▶ **Instructions to follow**
Word for word, restate all of the records.

** Opening Records supplied block **

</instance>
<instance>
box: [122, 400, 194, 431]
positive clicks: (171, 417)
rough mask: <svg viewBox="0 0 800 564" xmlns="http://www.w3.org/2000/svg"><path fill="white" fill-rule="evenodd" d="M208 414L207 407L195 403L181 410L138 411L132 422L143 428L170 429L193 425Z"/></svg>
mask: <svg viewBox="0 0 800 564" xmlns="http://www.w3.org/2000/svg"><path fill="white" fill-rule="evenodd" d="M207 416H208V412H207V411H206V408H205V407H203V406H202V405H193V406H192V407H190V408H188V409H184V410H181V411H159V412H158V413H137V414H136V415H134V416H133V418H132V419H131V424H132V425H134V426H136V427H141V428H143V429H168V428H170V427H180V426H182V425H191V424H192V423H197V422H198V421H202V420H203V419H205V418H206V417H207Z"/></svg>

** Closing Records supplied block **

▶ **Exercise solution**
</instance>
<instance>
box: [122, 400, 194, 431]
positive clicks: (171, 417)
rough mask: <svg viewBox="0 0 800 564" xmlns="http://www.w3.org/2000/svg"><path fill="white" fill-rule="evenodd" d="M208 414L207 407L195 403L181 410L138 411L132 422L143 428L170 429L193 425Z"/></svg>
mask: <svg viewBox="0 0 800 564" xmlns="http://www.w3.org/2000/svg"><path fill="white" fill-rule="evenodd" d="M207 416H208V412H207V411H206V408H205V407H203V406H202V405H193V406H192V407H190V408H188V409H184V410H181V411H159V412H158V413H137V414H136V415H134V416H133V418H132V419H131V424H132V425H134V426H136V427H141V428H143V429H168V428H170V427H180V426H182V425H191V424H192V423H197V422H198V421H202V420H203V419H205V418H206V417H207Z"/></svg>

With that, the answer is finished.